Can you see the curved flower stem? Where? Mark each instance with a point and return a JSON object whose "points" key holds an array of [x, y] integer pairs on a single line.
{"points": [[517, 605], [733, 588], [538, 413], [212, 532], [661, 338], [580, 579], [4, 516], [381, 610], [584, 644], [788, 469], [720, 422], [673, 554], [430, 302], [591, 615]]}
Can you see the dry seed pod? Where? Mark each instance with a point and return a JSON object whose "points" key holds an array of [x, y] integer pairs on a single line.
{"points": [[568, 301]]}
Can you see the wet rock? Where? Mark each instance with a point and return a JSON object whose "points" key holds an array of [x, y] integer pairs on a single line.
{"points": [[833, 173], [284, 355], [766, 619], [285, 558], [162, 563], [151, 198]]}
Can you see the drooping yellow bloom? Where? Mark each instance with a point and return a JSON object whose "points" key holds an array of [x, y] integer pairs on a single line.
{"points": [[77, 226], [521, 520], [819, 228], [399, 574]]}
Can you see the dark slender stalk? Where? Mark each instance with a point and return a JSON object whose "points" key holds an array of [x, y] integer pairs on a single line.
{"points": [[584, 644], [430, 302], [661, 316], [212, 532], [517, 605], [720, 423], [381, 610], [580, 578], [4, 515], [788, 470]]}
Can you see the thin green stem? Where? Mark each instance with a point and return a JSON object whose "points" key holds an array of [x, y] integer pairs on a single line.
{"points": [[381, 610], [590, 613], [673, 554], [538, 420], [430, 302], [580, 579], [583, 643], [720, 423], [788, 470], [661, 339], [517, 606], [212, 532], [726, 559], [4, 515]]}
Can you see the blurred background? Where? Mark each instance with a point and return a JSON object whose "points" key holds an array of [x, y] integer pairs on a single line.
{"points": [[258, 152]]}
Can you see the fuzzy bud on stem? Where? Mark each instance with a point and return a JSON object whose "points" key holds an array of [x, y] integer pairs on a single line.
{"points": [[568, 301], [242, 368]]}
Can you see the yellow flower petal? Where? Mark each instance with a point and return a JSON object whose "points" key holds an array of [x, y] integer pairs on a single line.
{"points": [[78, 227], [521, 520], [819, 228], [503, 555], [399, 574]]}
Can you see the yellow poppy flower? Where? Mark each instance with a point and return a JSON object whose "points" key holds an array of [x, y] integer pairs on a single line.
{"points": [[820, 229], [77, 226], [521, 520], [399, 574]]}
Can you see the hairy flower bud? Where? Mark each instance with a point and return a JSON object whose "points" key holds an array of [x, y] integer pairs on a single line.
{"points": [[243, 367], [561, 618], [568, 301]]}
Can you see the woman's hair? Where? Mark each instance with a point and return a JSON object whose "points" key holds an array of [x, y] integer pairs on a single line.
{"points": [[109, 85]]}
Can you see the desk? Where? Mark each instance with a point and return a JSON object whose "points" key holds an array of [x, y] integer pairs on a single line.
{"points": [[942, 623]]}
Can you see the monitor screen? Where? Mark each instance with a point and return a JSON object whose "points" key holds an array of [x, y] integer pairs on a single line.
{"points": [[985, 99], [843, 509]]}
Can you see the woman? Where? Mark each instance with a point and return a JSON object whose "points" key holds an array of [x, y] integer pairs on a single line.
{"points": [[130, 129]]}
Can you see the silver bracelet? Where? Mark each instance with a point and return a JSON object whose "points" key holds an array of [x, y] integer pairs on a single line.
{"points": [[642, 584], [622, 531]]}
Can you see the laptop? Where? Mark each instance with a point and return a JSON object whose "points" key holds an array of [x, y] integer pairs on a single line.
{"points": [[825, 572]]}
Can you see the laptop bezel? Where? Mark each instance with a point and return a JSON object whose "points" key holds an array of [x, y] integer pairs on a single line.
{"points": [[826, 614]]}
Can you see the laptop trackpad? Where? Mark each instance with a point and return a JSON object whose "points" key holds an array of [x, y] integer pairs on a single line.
---*---
Task objective: Top to bottom, transcribe every line above exactly.

Solution to this task:
Can you see the curved flower stem? Where? Mark each instance with a point and return a JSON object whose "points" key holds an array of [x, y] integer pairs on a single line.
{"points": [[517, 605], [733, 588], [538, 413], [212, 532], [661, 338], [580, 579], [4, 516], [381, 610], [584, 644], [788, 469], [720, 422], [673, 554], [430, 302], [591, 615]]}
Can you see the dry seed pod? Where? Mark each instance with a point and return a JSON object whose "points" key holds an array of [x, y] integer pairs on a single line.
{"points": [[568, 301]]}
Can you see the wet rock? Where? Mark each instance with a point and return a JSON object whose "points" key holds an array of [x, y] integer pairs on a single line.
{"points": [[833, 173], [284, 355], [766, 619], [285, 558], [162, 563], [151, 198]]}
Can you see the drooping yellow bloom? Where? Mark each instance with a point and return a JSON object whose "points" key holds an array of [x, y] integer pairs on a single line.
{"points": [[77, 226], [521, 520], [819, 228], [399, 574]]}
Can you see the dark slender stalk? Where? Mark each instance with a point and return a JSON object whose "points" key holds an array of [x, y] integer pairs on a single line.
{"points": [[584, 644], [430, 302], [661, 316], [212, 532], [517, 605], [720, 423], [381, 610], [580, 578], [4, 515], [788, 470]]}
Can you see the thin green stem? Where? Mark each instance with a point and return a JSON object whose "points" key holds an array of [x, y] integer pairs on a single line.
{"points": [[381, 610], [590, 613], [673, 554], [538, 420], [430, 302], [580, 579], [583, 643], [720, 423], [788, 470], [661, 339], [517, 606], [212, 532], [726, 559], [4, 515]]}
Can you see the blurred background? Where? Mark each instance with a point and return a JSON object whose "points" key holds an array of [x, y] integer pairs on a single line.
{"points": [[258, 152]]}
Can you see the fuzzy bud on stem? Where? Mark each instance with a point and return a JSON object whose "points" key holds an array of [x, y] integer pairs on a single line.
{"points": [[568, 301], [242, 368]]}
Can you see the yellow flower petal? Where? Mark each instance with a point and return a JSON object whose "points" key holds an array of [x, y] integer pairs on a single line.
{"points": [[78, 227], [521, 520], [819, 228], [503, 555], [399, 574]]}
Can you see the yellow poppy flower? Where? Mark each instance with a point and return a JSON object whose "points" key holds an array of [x, y] integer pairs on a single line.
{"points": [[820, 229], [77, 226], [521, 520], [399, 574]]}
Can you see the hairy flower bud? Where? Mark each instance with a point and return a JSON object whose "points" key holds an array of [x, y] integer pairs on a single line.
{"points": [[243, 367], [561, 618], [568, 301]]}
Can you see the woman's hair? Where? Mark each instance with a point and return a JSON object whose "points" key holds an array of [x, y] integer pairs on a single line.
{"points": [[109, 85]]}
Can you see the desk? Where? Mark each instance with a point and return a JSON object whose "points" key holds an array of [x, y] integer pairs on a single line.
{"points": [[942, 623]]}
Can you see the monitor screen? Where? Mark each instance with a point and return a JSON object whose "points" key holds an array of [x, y] integer pairs on a single line.
{"points": [[985, 99], [843, 509]]}
Can you see the woman? Where? Mark each instance with a point and return a JSON object whose "points" key holds an array of [x, y] integer pairs on a single line.
{"points": [[130, 129]]}
Can you see the silver bracelet? Where? Mark each instance with a point and return a JSON object whose "points" key holds an array of [x, y] integer pairs on a single line.
{"points": [[642, 584], [622, 531]]}
Can you see the laptop? Where? Mark each instance with a point and return a JSON object whose "points" key holds an array of [x, y] integer pairs on a single line.
{"points": [[825, 572]]}
Can you see the laptop bezel? Where? Mark each instance with a point and return a JSON object whose "points" key holds an array of [x, y] integer pairs on a single line.
{"points": [[826, 614]]}
Can you see the laptop trackpad? Where? Mark each instance with a point and return a JSON object whose "points" key holds an array of [x, y] integer pairs on a single line.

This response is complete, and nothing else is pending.